**Directions**: Below are records to repeat exactly. Omit the pictures from the copy.

::: Excerpted data

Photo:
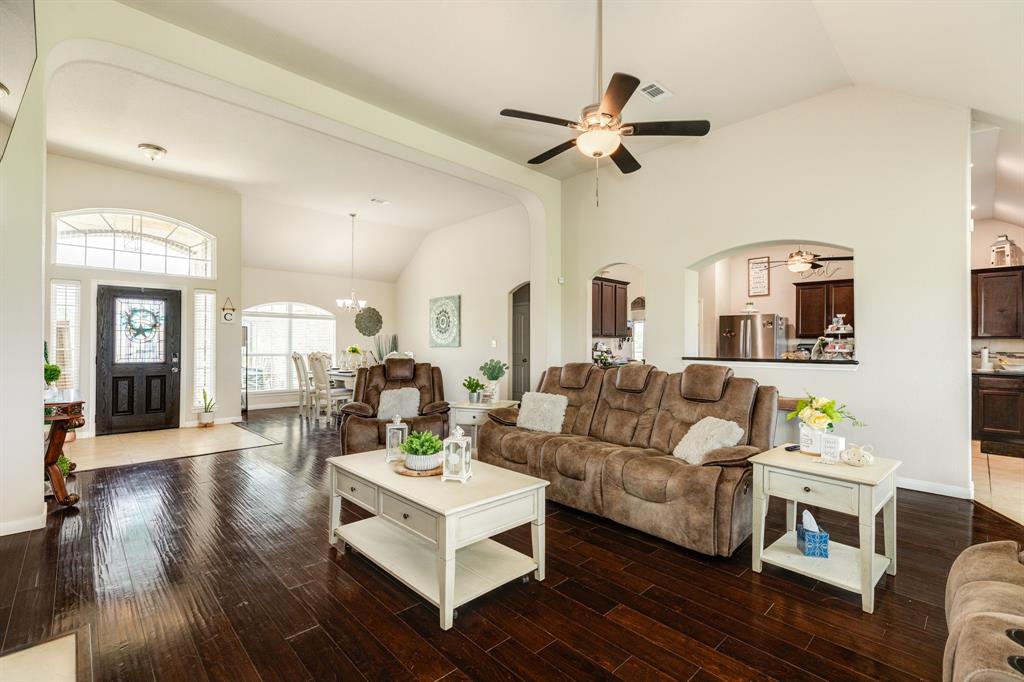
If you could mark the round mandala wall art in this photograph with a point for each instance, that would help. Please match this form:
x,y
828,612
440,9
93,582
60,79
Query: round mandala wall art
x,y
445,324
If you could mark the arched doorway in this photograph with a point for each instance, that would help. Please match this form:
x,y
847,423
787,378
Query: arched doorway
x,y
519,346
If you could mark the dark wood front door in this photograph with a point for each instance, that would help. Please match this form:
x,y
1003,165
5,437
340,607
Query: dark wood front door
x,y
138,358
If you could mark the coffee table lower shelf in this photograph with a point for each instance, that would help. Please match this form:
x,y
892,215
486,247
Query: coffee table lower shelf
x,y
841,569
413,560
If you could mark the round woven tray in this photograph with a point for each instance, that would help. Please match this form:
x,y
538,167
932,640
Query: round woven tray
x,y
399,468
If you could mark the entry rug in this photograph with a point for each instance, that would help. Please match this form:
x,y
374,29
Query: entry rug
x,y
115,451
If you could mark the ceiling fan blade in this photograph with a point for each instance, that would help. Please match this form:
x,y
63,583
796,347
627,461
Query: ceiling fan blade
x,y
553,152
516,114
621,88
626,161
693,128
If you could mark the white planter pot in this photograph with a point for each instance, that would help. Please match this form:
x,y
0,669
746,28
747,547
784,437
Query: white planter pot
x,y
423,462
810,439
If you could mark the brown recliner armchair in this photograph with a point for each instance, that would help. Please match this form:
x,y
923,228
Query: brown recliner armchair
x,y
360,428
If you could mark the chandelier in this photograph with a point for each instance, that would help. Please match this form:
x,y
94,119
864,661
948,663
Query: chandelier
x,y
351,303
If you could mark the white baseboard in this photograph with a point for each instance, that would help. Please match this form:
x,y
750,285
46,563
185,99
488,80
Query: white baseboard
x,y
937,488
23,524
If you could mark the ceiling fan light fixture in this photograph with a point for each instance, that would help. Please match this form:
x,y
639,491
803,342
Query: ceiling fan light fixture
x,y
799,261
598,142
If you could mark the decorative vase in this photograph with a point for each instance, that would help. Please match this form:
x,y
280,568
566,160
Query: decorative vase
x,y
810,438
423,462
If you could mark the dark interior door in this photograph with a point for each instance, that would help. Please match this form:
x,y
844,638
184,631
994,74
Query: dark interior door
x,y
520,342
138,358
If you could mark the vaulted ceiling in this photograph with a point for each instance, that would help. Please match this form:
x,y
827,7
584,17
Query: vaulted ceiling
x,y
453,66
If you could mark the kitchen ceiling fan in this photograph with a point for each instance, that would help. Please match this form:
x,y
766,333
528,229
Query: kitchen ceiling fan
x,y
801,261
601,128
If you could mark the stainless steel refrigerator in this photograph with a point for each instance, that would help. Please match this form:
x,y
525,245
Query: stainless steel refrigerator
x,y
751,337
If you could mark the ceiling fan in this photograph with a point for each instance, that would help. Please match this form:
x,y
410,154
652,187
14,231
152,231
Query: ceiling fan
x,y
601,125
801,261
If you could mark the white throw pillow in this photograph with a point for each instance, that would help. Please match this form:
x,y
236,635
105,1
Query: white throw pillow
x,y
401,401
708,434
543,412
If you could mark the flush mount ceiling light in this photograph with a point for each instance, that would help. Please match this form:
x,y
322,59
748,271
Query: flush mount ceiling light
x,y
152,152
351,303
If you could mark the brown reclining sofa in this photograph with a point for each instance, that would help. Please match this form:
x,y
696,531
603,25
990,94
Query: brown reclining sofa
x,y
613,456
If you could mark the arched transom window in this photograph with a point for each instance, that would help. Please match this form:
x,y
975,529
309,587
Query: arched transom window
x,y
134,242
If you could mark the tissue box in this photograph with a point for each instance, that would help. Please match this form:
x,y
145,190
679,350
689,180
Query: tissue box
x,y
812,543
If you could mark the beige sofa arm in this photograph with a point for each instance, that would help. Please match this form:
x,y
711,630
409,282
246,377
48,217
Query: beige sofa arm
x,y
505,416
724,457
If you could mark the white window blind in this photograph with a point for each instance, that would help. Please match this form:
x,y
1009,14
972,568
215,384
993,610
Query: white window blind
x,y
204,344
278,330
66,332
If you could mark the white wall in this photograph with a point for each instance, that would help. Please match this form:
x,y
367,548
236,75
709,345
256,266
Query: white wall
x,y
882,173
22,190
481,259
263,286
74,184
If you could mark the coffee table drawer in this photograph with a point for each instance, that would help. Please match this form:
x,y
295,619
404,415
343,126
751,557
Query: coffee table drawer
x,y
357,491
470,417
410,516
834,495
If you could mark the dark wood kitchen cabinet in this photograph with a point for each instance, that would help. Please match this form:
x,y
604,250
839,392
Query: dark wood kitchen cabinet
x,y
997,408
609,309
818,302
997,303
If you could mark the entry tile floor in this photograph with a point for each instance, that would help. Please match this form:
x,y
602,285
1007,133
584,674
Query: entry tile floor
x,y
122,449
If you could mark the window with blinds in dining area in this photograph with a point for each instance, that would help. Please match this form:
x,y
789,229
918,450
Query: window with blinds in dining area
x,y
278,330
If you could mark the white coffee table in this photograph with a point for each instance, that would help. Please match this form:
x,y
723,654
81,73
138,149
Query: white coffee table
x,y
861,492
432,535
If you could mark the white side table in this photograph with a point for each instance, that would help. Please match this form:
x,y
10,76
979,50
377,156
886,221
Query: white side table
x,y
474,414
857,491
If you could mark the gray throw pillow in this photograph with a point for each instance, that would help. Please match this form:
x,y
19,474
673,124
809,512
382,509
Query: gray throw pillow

::::::

**Finished task**:
Photo:
If you could mark the round mandala wall art in this photograph with a point for each instance, that would help. Please match this form:
x,y
828,612
440,9
93,582
60,79
Query: round mandala wall art
x,y
445,324
If you could mark the arched doorway in this photograph with a point for each instance, that would help. Please match this form:
x,y
847,423
787,378
Query: arched doorway
x,y
519,346
If you could mark the dark wood front door in this photograph with a point for each instance, that would help. Please match this form:
x,y
1003,165
5,437
340,607
Query: dark wood front door
x,y
138,358
If you could mark the coffee table lower shelf in this photograph with a point for each instance, that would help. Please match this form:
x,y
892,215
486,247
Query: coffee table lower shelf
x,y
841,569
413,560
If you could mark the round woven tray in this photograph with a point for each instance, that would help. Please match this form:
x,y
538,167
932,640
Query: round woven tray
x,y
399,468
If you could mark the entry rug in this photograph with a point for each instance, that would help. Please match this form:
x,y
374,29
Query: entry rug
x,y
115,451
If you could mark the ceiling fan blade in this photograph with a point for each instance, that would help. Please match this form:
x,y
63,583
796,347
627,461
Query: ceiling fan blade
x,y
553,152
516,114
621,88
626,161
693,128
If you could mark the white planter pot in this photograph with a point for each instance, that would help. Please match this form:
x,y
0,669
746,28
747,547
784,437
Query: white planter pot
x,y
423,462
810,439
If you could mark the brown recliner armchair in this photograph with a point for each instance, that would help. Please match this form:
x,y
923,228
Query: brown recliner armchair
x,y
360,428
If you could mark the chandelier in this photograph with a point for each instance, that would help. Please match this form:
x,y
94,119
864,661
948,663
Query: chandelier
x,y
351,303
If you could mark the white baseboard in this photograph with a point for each instance, that would help. Please match this form:
x,y
750,285
46,563
185,99
488,80
Query: white baseboard
x,y
937,488
23,524
If you could mark the ceiling fan light fixture in this photograph with a point for each instance, that would help. Please match this form:
x,y
639,491
803,342
Query: ceiling fan light fixture
x,y
799,261
598,142
If you could mark the decorative vase in this photograph with a point for each instance, that would help. Please match this form:
x,y
280,568
566,160
Query: decorative vase
x,y
810,438
423,462
If you could mark the dark interior door in this photograph with a point for each instance, that would help. Please match this form:
x,y
844,638
184,631
994,74
Query: dark interior door
x,y
520,342
138,358
If you could mark the vaulted ceiling in this photograph with a point for each instance, that would help. Please match this form:
x,y
827,7
584,17
Query: vaulted ceiling
x,y
453,66
If you could mark the kitchen ceiling fan in this photograph with a point for each instance, that would help. Please match this form:
x,y
766,333
528,229
Query: kitchen ceiling fan
x,y
801,261
601,128
If you could mark the stainless steel refrigerator in this photograph with a point for each instance, that would help. Please match this form:
x,y
525,245
Query: stainless steel refrigerator
x,y
751,337
If you could mark the ceiling fan in this photograph with a point for each instance, that would help. Please match this form:
x,y
410,154
652,187
14,231
152,231
Query: ceiling fan
x,y
601,125
801,261
If you could mark the white throw pillow in this photograph with a point for each instance, that would help. Please match this form:
x,y
236,635
105,1
Query: white throw pillow
x,y
401,401
708,434
543,412
If you could mark the flush mount ceiling light in this photograph with a point for each instance, that would help. Please match this form:
x,y
322,59
748,271
Query: flush mount ceiling light
x,y
152,152
351,303
If you could mark the brown reclining sofa in this photograph with a point for each instance, that would help. Please match this form:
x,y
696,531
603,25
990,94
Query: brown reclining sofa
x,y
613,456
If you could mark the arched transom window in this photograph with a point for each instance, that would help. Please match this form:
x,y
975,529
309,587
Query: arched transom window
x,y
134,242
If you could mark the tissue box in this photograph with a point for each instance, that would help. Please match this form:
x,y
145,190
679,350
689,180
Query: tissue box
x,y
812,543
If you could mark the beige sofa arm in this photograph with a point for each instance, that would help. Please match this form:
x,y
711,630
409,282
246,377
48,217
Query: beige sofa arm
x,y
505,416
724,457
If you could mark the white window blind in this photograph with a point for each instance, that would help. Please match this form:
x,y
1009,14
972,568
215,384
993,610
Query: white window blind
x,y
204,344
278,330
66,332
If you could mark the white wall in this photograph with a point for each instance, that would help. Please match this form:
x,y
367,548
236,75
709,345
256,266
Query: white wall
x,y
882,173
22,190
481,259
263,286
74,184
If you could mark the coffee table drawer in this photograph with a point for each instance, that would help. Please match this form:
x,y
295,619
404,415
343,126
751,557
Query: coffee table drawer
x,y
357,491
470,417
410,516
834,495
If you could mark the dark wood kitchen cabinet in this photograph with a point for each instance, that would help. Please match this form:
x,y
604,250
839,392
Query: dark wood kitchen cabinet
x,y
997,408
609,309
818,302
997,303
If you could mark the entry tile floor in this photograph with a point for each instance, that would help. Please match this form:
x,y
602,285
1007,133
584,674
Query: entry tile floor
x,y
122,449
If you could mark the window with blinds in dining area in this photograph with a point for each instance, that would help. Please match this form:
x,y
789,229
918,450
Query: window with blinds in dining area
x,y
278,330
If you could mark the white coffee table in this photograph with a point for each instance, that would help. Please match this form:
x,y
723,654
81,73
138,149
Query: white coffee table
x,y
861,492
432,535
If you could mark the white side table in this photograph with a point for each instance, that would help. Please match this form:
x,y
10,76
979,50
377,156
886,221
Query: white side table
x,y
474,414
857,491
If you could mark the gray throw pillow in this photograph with a point for each instance, that would help. Please match this form:
x,y
19,474
673,124
809,512
382,509
Query: gray throw pillow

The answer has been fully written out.